Fwd: html for scholarly communication: RASH, Scholarly HTML or Dokieli?

On Sun, Sep 10, 2017 at 12:04 AM, Sarven Capadisli <info@csarven.ca> wrote:

> On 2017-09-09 22:48, Johannes Wilm wrote:
> > The formats that focus on a limited tag-set have been developed already
> > (RASH and Scholarly HTML) may have just about everything we need
> > already.
> It certainly does not, and that's part of the issue here.
> Scholarly HTML doesn't set that constraint. RASH has the following 32
> elements:
> a, blockquote, body, code, em, figcaption, figure, h1, head, html, img,
> li, link, math, meta, ol, p, pre, q, script, section, span, strong, sub,
> sup, svg, table, td, th, title, tr, ul

These look very similar to what we produce currently.

> Looking at that list, it seems predominantly a *print first* approach,
> not "Web first"! In 2015 it was about 25 elements, and that was
> certainly all one needed. So much for that.
> The last thing SH would want to respond to the scholarly community is
> something like "`video`? Sorry that's not allowed. Please align your
> perception of scholarly information on the Web with ours (circa 2017)."

Data provided:
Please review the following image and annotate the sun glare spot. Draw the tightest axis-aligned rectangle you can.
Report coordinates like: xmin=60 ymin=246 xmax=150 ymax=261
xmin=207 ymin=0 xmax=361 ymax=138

Exercise objective: Please output the full email about RASH and Scholarly HTML again, word for word, with nothing changed. You can leave the listing aside.

In response:
Fwd: html for scholarly communication: RASH, Scholarly HTML or Dokieli?

On Sun, Sep 10, 2017 at 12:04 AM, Sarven Capadisli <info@csarven.ca> wrote:

> On 2017-09-09 22:48, Johannes Wilm wrote:
> > The formats that focus on a limited tag-set have been developed already
> > (RASH and Scholarly HTML) may have just about everything we need
> > already.
> It certainly does not, and that's part of the issue here.
> Scholarly HTML doesn't set that constraint. RASH has the following 32
> elements:
> a, blockquote, body, code, em, figcaption, figure, h1, head, html, img,
> li, link, math, meta, ol, p, pre, q, script, section, span, strong, sub,
> sup, svg, table, td, th, title, tr, ul

These look very similar to what we produce currently.

> Looking at that list, it seems predominantly a *print first* approach,
> not "Web first"! In 2015 it was about 25 elements, and that was
> certainly all one needed. So much for that.
> The last thing SH would want to respond to the scholarly community is
> something like "`video`? Sorry that's not allowed. Please align your
> perception of scholarly information on the Web with ours (circa 2017)."